#### [DATA LISTING]
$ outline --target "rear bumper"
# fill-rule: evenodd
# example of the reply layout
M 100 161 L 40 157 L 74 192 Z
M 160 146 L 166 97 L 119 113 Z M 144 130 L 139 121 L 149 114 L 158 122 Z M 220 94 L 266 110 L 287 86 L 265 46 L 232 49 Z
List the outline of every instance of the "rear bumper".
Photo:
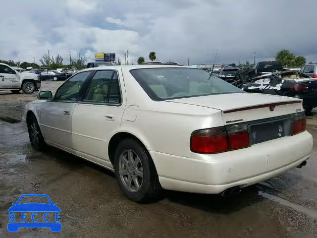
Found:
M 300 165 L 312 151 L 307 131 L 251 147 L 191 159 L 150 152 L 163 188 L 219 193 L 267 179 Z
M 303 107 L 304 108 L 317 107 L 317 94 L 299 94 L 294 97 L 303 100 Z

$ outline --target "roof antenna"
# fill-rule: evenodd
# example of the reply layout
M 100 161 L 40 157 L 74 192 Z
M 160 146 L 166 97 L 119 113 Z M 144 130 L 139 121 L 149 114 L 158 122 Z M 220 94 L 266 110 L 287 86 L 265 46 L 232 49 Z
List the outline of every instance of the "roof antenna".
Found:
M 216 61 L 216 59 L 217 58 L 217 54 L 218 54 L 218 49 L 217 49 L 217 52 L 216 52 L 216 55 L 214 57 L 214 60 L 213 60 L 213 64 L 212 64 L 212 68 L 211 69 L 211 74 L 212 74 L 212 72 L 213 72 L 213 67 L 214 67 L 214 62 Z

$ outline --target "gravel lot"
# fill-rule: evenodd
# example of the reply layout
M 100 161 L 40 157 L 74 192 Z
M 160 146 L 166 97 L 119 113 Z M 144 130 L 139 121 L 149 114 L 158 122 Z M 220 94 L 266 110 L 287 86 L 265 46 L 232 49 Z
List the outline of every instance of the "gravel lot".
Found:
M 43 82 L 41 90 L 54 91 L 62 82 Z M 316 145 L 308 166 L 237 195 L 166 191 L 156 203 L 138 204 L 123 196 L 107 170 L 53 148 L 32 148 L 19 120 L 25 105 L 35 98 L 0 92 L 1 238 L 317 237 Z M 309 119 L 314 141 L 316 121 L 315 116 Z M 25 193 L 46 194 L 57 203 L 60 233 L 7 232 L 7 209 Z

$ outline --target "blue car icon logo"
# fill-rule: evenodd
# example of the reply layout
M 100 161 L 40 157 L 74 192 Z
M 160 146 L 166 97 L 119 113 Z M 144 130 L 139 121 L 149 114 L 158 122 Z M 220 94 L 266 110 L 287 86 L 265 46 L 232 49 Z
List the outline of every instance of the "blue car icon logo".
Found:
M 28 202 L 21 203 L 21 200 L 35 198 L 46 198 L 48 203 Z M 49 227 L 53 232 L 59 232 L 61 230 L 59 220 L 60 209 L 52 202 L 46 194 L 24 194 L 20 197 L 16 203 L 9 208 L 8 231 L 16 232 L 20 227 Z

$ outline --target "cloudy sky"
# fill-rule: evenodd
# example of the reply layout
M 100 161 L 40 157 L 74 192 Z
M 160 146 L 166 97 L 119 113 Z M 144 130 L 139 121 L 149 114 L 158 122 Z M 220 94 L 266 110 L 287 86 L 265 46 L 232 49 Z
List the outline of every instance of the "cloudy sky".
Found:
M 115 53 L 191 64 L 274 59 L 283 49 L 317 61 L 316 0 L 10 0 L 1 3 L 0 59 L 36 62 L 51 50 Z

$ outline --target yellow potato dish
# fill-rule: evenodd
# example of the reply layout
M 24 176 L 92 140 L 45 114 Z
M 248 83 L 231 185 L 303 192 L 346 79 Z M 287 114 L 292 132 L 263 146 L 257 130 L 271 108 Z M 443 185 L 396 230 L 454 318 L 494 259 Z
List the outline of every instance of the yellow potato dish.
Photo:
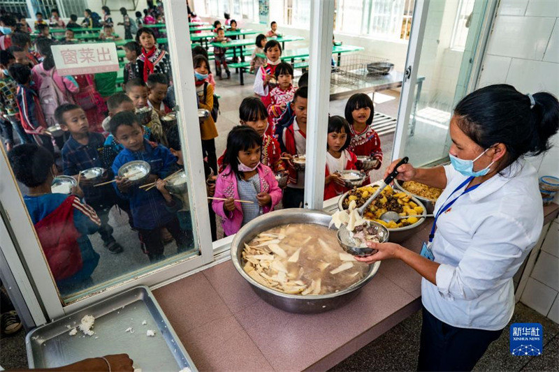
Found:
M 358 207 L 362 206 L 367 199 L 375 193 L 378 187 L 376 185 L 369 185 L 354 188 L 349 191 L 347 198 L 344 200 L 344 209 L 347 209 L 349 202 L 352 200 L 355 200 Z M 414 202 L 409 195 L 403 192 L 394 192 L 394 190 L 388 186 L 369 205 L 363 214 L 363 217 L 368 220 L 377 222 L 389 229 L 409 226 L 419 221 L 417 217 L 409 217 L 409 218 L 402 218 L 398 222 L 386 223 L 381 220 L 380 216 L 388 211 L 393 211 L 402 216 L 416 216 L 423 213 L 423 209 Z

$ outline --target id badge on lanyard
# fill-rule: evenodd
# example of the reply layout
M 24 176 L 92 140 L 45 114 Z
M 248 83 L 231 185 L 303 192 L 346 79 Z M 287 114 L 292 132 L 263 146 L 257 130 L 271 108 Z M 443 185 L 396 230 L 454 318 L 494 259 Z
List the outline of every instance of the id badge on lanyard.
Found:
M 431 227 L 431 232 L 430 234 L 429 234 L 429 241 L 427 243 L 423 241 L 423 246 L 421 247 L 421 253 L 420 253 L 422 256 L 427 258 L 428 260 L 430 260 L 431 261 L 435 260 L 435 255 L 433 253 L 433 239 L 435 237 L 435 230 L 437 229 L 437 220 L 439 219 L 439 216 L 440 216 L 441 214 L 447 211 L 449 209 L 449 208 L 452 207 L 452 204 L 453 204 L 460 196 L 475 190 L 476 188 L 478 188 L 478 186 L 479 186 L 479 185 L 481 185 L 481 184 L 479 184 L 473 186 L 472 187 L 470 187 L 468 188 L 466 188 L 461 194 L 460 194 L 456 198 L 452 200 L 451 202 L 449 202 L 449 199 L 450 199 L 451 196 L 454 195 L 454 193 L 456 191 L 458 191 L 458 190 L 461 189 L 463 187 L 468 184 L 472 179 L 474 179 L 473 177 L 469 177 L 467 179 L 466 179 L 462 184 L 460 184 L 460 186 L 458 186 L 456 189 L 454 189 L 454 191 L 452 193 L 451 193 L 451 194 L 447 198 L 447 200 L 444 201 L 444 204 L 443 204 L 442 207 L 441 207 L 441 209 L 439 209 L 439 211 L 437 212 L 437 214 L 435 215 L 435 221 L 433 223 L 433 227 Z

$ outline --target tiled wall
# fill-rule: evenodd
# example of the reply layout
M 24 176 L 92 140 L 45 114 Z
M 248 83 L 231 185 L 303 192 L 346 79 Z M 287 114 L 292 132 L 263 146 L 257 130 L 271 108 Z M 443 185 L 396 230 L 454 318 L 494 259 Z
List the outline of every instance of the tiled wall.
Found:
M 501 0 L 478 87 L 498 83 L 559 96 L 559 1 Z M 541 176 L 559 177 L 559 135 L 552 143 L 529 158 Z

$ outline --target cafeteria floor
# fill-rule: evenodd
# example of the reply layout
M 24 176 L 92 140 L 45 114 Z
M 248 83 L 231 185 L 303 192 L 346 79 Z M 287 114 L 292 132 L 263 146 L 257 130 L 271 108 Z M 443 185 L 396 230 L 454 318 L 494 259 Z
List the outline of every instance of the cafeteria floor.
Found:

#### [STATED GOAL]
Strip out the pictures and quote the remaining data word for word.

#### [TASK SOLUTION]
$ outline --target "rear bumper"
# fill-rule: evenodd
# example of the reply layout
M 100 161 L 40 157 L 74 192 Z
M 160 146 L 166 97 L 119 113 Z M 144 130 L 139 121 L 149 114 L 158 122 Z M 220 94 L 266 110 L 287 86 L 265 46 L 232 49 Z
List the outline of every instance of the "rear bumper".
Photo:
Found:
M 300 165 L 312 151 L 307 131 L 251 147 L 191 159 L 150 152 L 163 188 L 219 193 L 267 179 Z
M 303 107 L 304 108 L 317 107 L 317 94 L 299 94 L 294 97 L 303 100 Z

$ outline --target "roof antenna"
# fill-rule: evenodd
# example of the reply layout
M 100 161 L 40 157 L 74 192 Z
M 160 146 L 166 97 L 119 113 Z M 144 130 L 139 121 L 149 114 L 158 122 Z M 220 94 L 266 110 L 287 86 L 265 46 L 232 49 Z
List the outline of every instance of the "roof antenna".
Found:
M 216 61 L 216 59 L 217 58 L 217 54 L 218 54 L 218 49 L 217 49 L 217 52 L 216 52 L 216 55 L 214 57 L 214 60 L 213 60 L 213 64 L 212 64 L 212 68 L 211 69 L 211 74 L 212 74 L 212 72 L 213 72 L 213 67 L 214 67 L 214 62 Z

$ outline --target "gravel lot"
# fill-rule: evenodd
# example of the reply layout
M 100 161 L 40 157 L 74 192 Z
M 160 146 L 166 97 L 119 113 Z M 144 130 L 139 121 L 149 114 L 158 122 Z M 220 94 L 266 110 L 287 86 L 265 46 L 232 49 Z
List the outline of every instance of the "gravel lot".
Found:
M 43 82 L 41 90 L 54 91 L 62 82 Z M 316 145 L 308 166 L 237 195 L 166 191 L 156 203 L 138 204 L 123 196 L 107 170 L 53 148 L 32 148 L 19 120 L 25 105 L 35 98 L 0 92 L 1 238 L 317 237 Z M 309 119 L 314 141 L 316 121 L 315 116 Z M 25 193 L 46 194 L 57 203 L 60 233 L 7 232 L 7 209 Z

$ outline --target "blue car icon logo"
# fill-rule: evenodd
# example of the reply layout
M 100 161 L 40 157 L 74 192 Z
M 160 146 L 166 97 L 119 113 Z M 144 130 L 139 121 L 149 114 L 158 122 Z M 220 94 L 266 110 L 287 86 L 265 46 L 232 49 Z
List the outline of every instance of the "blue car icon logo".
Found:
M 28 202 L 21 203 L 21 200 L 35 198 L 46 198 L 48 203 Z M 49 227 L 53 232 L 59 232 L 61 230 L 59 220 L 60 209 L 52 202 L 46 194 L 24 194 L 20 197 L 16 203 L 9 208 L 8 231 L 16 232 L 20 227 Z

$ outline --target "cloudy sky"
# fill-rule: evenodd
# example of the reply layout
M 100 161 L 40 157 L 74 192 Z
M 160 146 L 166 97 L 119 113 Z M 144 130 L 139 121 L 149 114 L 158 122 Z M 220 94 L 266 110 L 287 86 L 265 46 L 232 49 Z
List the outline of every instance of the "cloudy sky".
Found:
M 115 53 L 191 64 L 274 59 L 283 49 L 317 61 L 316 0 L 10 0 L 1 3 L 0 59 L 36 62 L 51 50 Z

$ outline --target yellow potato dish
# fill-rule: evenodd
# example of the reply layout
M 24 176 L 92 140 L 45 114 Z
M 248 83 L 231 185 L 303 192 L 346 79 Z M 287 114 L 292 132 L 263 146 L 257 130 L 271 108 Z M 443 185 L 396 230 L 454 318 L 494 259 Z
List the outline of every instance of the yellow potato dish.
Photo:
Found:
M 358 207 L 362 206 L 367 199 L 375 193 L 378 187 L 376 185 L 369 185 L 354 188 L 349 191 L 347 198 L 344 200 L 344 209 L 347 209 L 349 202 L 352 200 L 355 200 Z M 414 202 L 409 195 L 403 192 L 394 192 L 394 190 L 388 186 L 369 205 L 363 214 L 363 217 L 368 220 L 377 222 L 389 229 L 409 226 L 419 221 L 417 217 L 409 217 L 409 218 L 402 218 L 398 222 L 386 223 L 381 220 L 380 216 L 388 211 L 393 211 L 402 216 L 416 216 L 423 213 L 423 209 Z

$ outline --target id badge on lanyard
# fill-rule: evenodd
# example of the reply layout
M 24 176 L 92 140 L 45 114 Z
M 248 83 L 231 185 L 303 192 L 346 79 Z M 287 114 L 292 132 L 263 146 L 257 130 L 271 108 Z M 443 185 L 396 230 L 454 318 L 494 259 Z
List the outline of every instance of the id badge on lanyard.
Found:
M 431 227 L 431 232 L 430 234 L 429 234 L 429 241 L 427 243 L 423 241 L 423 246 L 421 247 L 421 253 L 420 253 L 422 256 L 427 258 L 428 260 L 430 260 L 431 261 L 435 260 L 435 255 L 433 253 L 433 239 L 435 237 L 435 230 L 437 229 L 437 220 L 439 219 L 439 216 L 440 216 L 441 214 L 447 211 L 449 209 L 449 208 L 452 207 L 452 204 L 453 204 L 460 196 L 475 190 L 476 188 L 478 188 L 478 186 L 479 186 L 479 185 L 481 185 L 481 184 L 479 184 L 473 186 L 472 187 L 470 187 L 468 188 L 466 188 L 461 194 L 460 194 L 456 198 L 452 200 L 451 202 L 449 202 L 449 199 L 450 199 L 451 196 L 454 195 L 454 193 L 456 191 L 458 191 L 458 190 L 461 189 L 463 187 L 468 184 L 472 179 L 474 179 L 473 177 L 469 177 L 467 179 L 466 179 L 462 184 L 460 184 L 460 186 L 458 186 L 456 189 L 454 189 L 454 191 L 452 193 L 451 193 L 451 194 L 447 198 L 447 200 L 444 201 L 444 204 L 443 204 L 442 207 L 441 207 L 441 209 L 439 209 L 439 211 L 437 212 L 437 214 L 435 215 L 435 221 L 433 223 L 433 227 Z

$ outline --target tiled wall
# fill-rule: evenodd
# example of the reply layout
M 24 176 L 92 140 L 45 114 Z
M 248 83 L 231 185 L 303 192 L 346 79 Z M 287 114 L 292 132 L 263 146 L 257 130 L 271 108 Z M 443 185 L 396 230 L 454 318 L 494 259 Z
List the outline of every instance of the tiled wall.
Found:
M 501 0 L 478 87 L 498 83 L 559 96 L 559 1 Z M 541 176 L 559 177 L 559 135 L 552 143 L 529 158 Z

$ outline --target cafeteria floor
# fill-rule: evenodd
# example of the reply layout
M 24 176 L 92 140 L 45 114 Z
M 248 83 L 231 185 L 303 192 L 346 79 Z M 287 114 L 292 132 L 263 146 L 257 130 L 271 108 Z M 443 185 L 396 230 L 454 318 L 494 259 Z
List the outline of every instance of the cafeteria floor.
Found:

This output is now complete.